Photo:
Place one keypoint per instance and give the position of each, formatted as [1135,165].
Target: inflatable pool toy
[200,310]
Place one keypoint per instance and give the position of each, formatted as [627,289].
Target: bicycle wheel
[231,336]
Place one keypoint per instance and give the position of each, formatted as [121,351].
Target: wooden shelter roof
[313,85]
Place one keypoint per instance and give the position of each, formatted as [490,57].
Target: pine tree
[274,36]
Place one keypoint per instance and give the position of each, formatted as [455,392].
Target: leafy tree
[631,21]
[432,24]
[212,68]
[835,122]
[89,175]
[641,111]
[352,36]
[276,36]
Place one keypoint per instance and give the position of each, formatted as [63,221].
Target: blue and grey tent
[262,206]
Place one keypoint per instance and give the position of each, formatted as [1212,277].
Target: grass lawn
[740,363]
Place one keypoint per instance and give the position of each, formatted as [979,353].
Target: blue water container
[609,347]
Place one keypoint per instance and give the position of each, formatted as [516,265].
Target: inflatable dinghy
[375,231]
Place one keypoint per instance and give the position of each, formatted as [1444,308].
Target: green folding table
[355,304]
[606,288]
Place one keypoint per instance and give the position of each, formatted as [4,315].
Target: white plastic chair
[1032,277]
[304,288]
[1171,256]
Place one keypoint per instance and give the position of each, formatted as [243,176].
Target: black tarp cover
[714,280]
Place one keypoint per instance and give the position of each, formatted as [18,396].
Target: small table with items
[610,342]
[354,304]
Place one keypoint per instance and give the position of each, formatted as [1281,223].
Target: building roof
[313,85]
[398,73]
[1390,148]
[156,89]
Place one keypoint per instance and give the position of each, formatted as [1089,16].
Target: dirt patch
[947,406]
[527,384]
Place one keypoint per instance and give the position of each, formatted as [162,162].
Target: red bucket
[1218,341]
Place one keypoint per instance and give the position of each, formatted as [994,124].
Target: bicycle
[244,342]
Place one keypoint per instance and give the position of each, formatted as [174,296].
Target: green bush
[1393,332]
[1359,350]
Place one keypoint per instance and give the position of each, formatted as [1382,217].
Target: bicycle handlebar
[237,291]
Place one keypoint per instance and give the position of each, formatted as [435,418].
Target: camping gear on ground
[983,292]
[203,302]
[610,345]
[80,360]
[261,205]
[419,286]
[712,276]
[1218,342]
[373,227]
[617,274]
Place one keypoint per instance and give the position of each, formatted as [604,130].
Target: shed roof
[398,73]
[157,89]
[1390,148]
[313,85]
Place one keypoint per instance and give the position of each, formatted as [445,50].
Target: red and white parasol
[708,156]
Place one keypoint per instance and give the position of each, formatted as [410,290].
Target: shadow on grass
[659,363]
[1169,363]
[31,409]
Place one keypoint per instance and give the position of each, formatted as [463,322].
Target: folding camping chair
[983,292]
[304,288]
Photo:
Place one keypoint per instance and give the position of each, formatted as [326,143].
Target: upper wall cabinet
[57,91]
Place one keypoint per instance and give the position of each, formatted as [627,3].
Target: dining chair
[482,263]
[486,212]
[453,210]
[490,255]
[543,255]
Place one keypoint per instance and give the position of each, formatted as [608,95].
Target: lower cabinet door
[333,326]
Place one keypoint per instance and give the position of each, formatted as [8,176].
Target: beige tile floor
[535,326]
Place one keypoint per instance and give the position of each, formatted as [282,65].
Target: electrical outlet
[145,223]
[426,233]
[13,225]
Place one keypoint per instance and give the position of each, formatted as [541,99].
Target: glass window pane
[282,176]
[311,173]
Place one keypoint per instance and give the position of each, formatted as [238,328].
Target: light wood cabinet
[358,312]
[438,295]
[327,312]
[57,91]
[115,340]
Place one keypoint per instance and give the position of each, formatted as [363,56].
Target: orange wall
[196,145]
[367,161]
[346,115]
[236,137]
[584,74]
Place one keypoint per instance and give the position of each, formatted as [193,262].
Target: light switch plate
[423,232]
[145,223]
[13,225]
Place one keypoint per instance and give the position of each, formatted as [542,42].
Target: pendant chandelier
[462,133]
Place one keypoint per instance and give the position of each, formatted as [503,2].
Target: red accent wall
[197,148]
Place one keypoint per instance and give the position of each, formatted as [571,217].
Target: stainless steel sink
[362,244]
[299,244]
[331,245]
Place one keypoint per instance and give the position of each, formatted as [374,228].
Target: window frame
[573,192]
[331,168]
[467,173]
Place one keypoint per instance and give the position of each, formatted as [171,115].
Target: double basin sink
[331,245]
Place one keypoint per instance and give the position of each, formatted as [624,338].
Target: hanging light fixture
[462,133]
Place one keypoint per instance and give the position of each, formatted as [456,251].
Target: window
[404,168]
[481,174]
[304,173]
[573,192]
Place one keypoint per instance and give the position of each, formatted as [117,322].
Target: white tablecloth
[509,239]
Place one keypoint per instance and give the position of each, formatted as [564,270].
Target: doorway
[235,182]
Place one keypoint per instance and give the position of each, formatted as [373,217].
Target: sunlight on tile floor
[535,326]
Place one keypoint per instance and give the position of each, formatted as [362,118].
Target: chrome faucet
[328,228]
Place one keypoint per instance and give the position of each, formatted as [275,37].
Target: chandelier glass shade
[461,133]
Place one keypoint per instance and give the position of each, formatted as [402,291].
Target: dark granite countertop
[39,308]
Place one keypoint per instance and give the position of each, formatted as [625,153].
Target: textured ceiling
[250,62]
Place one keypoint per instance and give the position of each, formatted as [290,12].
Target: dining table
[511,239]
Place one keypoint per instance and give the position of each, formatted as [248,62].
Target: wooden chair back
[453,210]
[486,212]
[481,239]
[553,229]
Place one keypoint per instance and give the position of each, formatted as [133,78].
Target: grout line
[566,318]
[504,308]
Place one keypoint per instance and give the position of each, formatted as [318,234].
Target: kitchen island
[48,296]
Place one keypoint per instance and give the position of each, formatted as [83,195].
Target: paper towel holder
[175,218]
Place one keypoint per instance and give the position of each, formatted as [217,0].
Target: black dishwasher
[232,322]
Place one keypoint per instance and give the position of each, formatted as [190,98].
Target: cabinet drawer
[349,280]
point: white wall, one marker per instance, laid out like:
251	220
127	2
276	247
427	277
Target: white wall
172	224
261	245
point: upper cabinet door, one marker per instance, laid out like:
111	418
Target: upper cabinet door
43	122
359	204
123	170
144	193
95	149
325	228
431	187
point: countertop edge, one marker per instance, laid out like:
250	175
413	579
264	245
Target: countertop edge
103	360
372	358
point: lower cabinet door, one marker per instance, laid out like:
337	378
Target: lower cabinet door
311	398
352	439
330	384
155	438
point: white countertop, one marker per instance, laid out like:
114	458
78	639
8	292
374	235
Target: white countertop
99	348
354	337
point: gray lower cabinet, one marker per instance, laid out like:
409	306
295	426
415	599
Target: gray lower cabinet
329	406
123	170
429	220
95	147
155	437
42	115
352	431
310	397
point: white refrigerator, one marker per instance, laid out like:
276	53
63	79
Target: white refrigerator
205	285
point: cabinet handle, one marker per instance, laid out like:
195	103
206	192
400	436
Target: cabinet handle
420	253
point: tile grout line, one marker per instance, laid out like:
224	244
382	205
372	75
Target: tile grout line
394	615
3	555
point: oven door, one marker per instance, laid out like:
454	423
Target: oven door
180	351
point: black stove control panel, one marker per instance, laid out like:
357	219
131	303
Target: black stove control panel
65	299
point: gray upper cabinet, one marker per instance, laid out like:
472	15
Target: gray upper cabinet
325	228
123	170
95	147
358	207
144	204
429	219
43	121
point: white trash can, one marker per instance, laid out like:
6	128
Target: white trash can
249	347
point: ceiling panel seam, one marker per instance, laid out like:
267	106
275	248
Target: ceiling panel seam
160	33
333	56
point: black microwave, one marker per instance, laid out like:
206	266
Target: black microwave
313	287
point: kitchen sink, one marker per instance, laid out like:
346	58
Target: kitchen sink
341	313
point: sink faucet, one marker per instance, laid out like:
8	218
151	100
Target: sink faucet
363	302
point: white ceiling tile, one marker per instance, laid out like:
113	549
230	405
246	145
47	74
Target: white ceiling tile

Objective:
Would you quote, exactly and only, the lines from the one containing "point: black stove" to the end of the entries?

Task solution:
point: black stove control panel, one marker per instance, laid out like:
357	219
131	303
Target: black stove control panel
65	299
point: gray upper cabinet, one marker per instance, laid out like:
472	15
Target: gray upper cabinet
325	228
123	170
95	147
358	207
144	204
429	219
43	121
point: white trash can, one marker per instance, laid out like:
6	128
Target: white trash can
249	347
point: ceiling panel seam, one marker per instance, laid out like:
267	106
275	248
Target: ceiling panel seam
160	33
333	56
point: black microwave, one marker per instance, laid out like:
206	266
Target: black microwave
313	287
point: kitchen sink, one marker per instance, laid out like:
346	58
Target: kitchen sink
341	313
point: sink faucet, one marker per instance, laid out like:
8	218
151	100
Target: sink faucet
363	302
point: white ceiling tile, one marker per instance, laid out like:
113	549
230	405
246	145
47	74
Target: white ceiling tile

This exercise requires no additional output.